- _Objectives_:
(1) From the forum thread about the prometheus-operator chart, quote the passage starting at "I'm seeing this" and ending at "pin the version.".
(2) According to the forum thread about the prometheus-operator chart, which chart version works fine with Kubernetes 1.14?
(3) In the forum thread about the prometheus-operator chart, condense the paragraph beginning "We are seeing this issue on k8s 1.14 (EKS)" while keeping its main facts.

- _Given text_:

════════

I'm seeing this issue in 8.12.1.

marshallford on 14 Mar 2020

I 'am seeing the same issue with :

helm chart prometheus-operator 8.12.2
kubernetes 1.14 (EKS)

The dashboard Kubernetes / Compute Resources / Cluster works fine just after deploying the chart.. After a while, we start losing metric by metric starting CPU Usage, until we reached this dashboard:

I am gonna downgrade the chart because the first time we installed the chart was at July 2019. Our mistake that we didn't pin the version.

abdennour on 27 Mar 2020

I returned back to you immediately thanks to our Helmfile. While we are not using it because it is not stable, but we still save on it some metadata of Helm releases.
Then, I found this golden line

    version: ~6.7.4

🎉

k8s 1.14 + chart 6.7.4 works fine

abdennour on 27 Mar 2020

Is there a fix for installing the chart on a 1.15 cluster and getting cpu/memory usage?

rexroof on 9 Apr 2020

👍10

We are seeing this issue on k8s 1.14 (EKS) and chart version 8.13.0. Can this be reopened? I'd rather not have to downgrade to a chart version 2 major releases old...

════════

- _Data extract_:
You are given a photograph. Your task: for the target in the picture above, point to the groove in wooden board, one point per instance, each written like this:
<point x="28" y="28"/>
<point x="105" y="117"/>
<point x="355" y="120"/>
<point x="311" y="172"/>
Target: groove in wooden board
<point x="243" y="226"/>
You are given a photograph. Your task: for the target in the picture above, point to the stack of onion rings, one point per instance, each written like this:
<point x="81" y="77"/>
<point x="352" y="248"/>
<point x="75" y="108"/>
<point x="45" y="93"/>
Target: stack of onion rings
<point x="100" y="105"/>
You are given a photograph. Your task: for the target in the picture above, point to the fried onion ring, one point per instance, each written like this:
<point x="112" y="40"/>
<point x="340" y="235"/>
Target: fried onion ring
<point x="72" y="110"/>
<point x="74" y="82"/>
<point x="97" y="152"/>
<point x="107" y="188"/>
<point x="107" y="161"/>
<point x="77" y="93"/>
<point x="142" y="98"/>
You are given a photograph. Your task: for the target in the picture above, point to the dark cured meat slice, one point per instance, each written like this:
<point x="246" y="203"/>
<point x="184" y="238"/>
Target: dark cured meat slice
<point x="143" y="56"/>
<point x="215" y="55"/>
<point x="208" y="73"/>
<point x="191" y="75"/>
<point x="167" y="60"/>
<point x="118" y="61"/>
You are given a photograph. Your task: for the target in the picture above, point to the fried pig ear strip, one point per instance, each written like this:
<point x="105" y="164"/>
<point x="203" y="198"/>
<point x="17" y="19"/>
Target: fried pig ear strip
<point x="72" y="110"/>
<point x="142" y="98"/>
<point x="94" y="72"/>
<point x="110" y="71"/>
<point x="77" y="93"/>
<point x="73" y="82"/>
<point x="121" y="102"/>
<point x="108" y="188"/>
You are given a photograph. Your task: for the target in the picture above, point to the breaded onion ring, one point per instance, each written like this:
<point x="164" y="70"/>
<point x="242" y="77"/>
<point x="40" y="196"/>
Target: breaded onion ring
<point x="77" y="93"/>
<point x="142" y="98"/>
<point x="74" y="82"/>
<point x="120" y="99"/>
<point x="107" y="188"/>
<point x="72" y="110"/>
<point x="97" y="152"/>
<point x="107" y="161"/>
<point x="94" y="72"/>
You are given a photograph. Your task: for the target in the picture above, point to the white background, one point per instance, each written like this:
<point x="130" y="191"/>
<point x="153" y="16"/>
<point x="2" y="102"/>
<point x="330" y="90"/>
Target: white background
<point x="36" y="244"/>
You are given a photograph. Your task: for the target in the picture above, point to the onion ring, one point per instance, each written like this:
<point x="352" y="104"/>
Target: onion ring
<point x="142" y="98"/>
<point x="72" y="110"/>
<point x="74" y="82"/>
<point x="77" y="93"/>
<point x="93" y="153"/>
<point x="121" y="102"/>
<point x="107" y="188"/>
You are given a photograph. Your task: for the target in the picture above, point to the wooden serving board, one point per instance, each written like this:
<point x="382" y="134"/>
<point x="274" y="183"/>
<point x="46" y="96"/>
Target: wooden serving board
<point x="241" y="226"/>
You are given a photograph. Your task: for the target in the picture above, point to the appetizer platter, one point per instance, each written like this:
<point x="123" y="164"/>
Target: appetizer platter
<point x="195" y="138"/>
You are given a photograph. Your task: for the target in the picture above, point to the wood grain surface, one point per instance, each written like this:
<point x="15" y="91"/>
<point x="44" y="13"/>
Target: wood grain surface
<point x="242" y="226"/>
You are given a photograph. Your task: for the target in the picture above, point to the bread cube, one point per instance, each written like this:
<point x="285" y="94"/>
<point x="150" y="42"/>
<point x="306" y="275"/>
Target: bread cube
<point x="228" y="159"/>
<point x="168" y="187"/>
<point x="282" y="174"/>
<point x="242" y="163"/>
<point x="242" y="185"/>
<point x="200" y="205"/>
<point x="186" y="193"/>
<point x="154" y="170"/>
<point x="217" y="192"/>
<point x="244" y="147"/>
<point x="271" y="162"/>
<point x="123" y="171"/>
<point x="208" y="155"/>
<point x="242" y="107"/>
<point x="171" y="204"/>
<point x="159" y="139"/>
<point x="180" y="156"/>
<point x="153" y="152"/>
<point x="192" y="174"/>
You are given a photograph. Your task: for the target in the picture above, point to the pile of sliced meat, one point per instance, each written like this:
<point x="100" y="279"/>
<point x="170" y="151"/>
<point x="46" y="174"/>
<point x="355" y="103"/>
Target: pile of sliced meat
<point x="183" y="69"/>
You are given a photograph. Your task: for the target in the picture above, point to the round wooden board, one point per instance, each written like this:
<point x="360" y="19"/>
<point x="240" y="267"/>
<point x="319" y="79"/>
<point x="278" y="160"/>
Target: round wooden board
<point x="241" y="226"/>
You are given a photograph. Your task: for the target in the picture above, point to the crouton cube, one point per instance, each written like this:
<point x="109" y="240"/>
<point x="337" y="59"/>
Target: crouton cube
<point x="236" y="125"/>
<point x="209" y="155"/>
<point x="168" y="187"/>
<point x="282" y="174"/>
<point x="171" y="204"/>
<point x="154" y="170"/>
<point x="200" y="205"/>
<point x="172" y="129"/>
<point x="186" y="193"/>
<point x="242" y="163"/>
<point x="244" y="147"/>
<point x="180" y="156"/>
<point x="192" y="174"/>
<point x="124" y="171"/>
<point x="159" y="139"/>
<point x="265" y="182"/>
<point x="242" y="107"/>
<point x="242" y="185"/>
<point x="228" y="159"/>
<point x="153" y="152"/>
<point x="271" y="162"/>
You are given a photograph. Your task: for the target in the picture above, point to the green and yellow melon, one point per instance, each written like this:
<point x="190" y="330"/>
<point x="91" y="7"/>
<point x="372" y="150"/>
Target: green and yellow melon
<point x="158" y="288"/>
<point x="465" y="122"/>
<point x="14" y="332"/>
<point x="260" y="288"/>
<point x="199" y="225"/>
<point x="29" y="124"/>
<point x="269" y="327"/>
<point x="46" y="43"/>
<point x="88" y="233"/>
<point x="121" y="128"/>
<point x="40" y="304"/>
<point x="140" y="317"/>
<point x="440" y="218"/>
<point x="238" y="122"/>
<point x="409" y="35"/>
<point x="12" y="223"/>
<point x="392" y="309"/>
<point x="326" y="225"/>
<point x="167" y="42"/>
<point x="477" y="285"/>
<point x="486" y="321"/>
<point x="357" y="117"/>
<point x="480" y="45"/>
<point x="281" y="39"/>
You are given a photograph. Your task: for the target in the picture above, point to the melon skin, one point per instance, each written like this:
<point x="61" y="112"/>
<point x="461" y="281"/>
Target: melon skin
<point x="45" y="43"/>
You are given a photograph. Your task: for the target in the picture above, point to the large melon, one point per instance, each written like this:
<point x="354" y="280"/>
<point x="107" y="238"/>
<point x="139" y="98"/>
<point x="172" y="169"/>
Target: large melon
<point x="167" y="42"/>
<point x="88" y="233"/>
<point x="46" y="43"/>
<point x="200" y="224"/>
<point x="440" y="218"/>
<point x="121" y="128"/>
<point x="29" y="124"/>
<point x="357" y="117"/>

════════

- _Answers for the exercise_:
(1)
I'm seeing this issue in 8.12.1.

marshallford on 14 Mar 2020

I 'am seeing the same issue with :

helm chart prometheus-operator 8.12.2
kubernetes 1.14 (EKS)

The dashboard Kubernetes / Compute Resources / Cluster works fine just after deploying the chart.. After a while, we start losing metric by metric starting CPU Usage, until we reached this dashboard:

I am gonna downgrade the chart because the first time we installed the chart was at July 2019. Our mistake that we didn't pin the version.

(2) Chart version 6.7.4.

(3) The issue occurs on Kubernetes 1.14 (EKS) with chart version 8.13.0. The writer asks for the issue to be reopened instead of downgrading to a chart version two major releases old.